Dataset entries:
►

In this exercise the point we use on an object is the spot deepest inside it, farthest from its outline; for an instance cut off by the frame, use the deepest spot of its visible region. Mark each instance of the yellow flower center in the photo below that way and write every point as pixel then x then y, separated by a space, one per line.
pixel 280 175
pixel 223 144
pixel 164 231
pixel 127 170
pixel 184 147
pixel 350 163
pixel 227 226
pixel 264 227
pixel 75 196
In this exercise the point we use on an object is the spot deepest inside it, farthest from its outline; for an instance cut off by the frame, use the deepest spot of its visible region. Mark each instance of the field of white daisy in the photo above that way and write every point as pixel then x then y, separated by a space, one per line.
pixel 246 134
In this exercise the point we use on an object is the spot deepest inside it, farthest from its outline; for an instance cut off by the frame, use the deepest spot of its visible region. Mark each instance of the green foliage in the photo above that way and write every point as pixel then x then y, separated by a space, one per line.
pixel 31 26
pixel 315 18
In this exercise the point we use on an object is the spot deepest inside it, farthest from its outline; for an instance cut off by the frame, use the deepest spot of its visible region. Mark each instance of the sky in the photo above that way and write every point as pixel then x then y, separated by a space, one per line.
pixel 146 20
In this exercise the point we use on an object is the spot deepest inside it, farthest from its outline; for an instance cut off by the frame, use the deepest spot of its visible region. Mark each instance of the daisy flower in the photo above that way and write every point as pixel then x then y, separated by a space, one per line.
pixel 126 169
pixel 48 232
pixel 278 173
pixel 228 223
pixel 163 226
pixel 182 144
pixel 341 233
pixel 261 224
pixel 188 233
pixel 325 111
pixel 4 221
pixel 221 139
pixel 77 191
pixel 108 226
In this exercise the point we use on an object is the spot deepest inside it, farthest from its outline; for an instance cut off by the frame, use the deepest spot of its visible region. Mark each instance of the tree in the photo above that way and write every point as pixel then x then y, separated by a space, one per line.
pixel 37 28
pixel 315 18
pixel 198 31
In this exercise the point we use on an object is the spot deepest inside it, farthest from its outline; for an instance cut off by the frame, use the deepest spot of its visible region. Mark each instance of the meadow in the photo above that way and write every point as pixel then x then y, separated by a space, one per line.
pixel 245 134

◄

• Work to be completed
Could you reproduce every entry above exactly as written?

• Expected answer
In this exercise the point we use on an object is the spot deepest inside it, farthest from its outline; for an instance cut off by the frame, use the deepest spot of its visible region. Mark each instance of the yellow flower center in the photo below that way and write every point as pixel then x then y, separated by a space, one per line.
pixel 280 175
pixel 223 144
pixel 164 231
pixel 127 170
pixel 184 147
pixel 350 163
pixel 227 226
pixel 264 227
pixel 75 196
In this exercise the point we use on an object is the spot deepest inside it, farthest from its outline; for an instance cut off by the frame, use the deepest spot of its visible region. Mark each instance of the field of white daisy in the photo above that way and write every point as pixel then x then y, separated by a space, one per line.
pixel 246 134
In this exercise the point we use on an object is the spot deepest inside it, farthest from its outline; for an instance cut off by the frame, use the deepest spot of its visible region. Mark each instance of the green foliage in the photo above that way and write every point as pixel then x then y, separated by a space, one per line.
pixel 31 26
pixel 315 18
In this exercise the point we use on an object is the spot deepest inside it, farthest from its outline; for an instance cut off by the frame, use the deepest spot of its visible region. Mark each instance of the sky in the photo above that way and write every point as pixel then x then y, separated by a space, one per line.
pixel 146 20
In this exercise the point we use on an object is the spot deepest inside it, farthest from its outline; for an instance cut off by the frame, use the deepest spot of its visible region. Mark each instance of the daisy flower in the photo above that way and write every point as pixel then x then y, separated by a space, one per line.
pixel 126 169
pixel 48 232
pixel 278 173
pixel 228 223
pixel 163 226
pixel 182 144
pixel 341 233
pixel 261 224
pixel 188 233
pixel 325 111
pixel 4 221
pixel 221 139
pixel 77 191
pixel 108 226
In this exercise the point we use on an object is the spot deepest inside it, farthest from its outline; for an instance cut off by the frame, use the deepest spot of its visible region. Mark each instance of the tree in the photo above that way and write every point as pixel then x then y, separated by a space, one per line.
pixel 37 28
pixel 315 18
pixel 198 31
In this exercise the point we use on an object is the spot deepest inside it, farthest from its outline; for an instance cut off by the frame, use the deepest spot of its visible region. Mark each instance of the meadow in the photo above that way and write every point as pixel then x then y, separated by a space, one per line.
pixel 245 134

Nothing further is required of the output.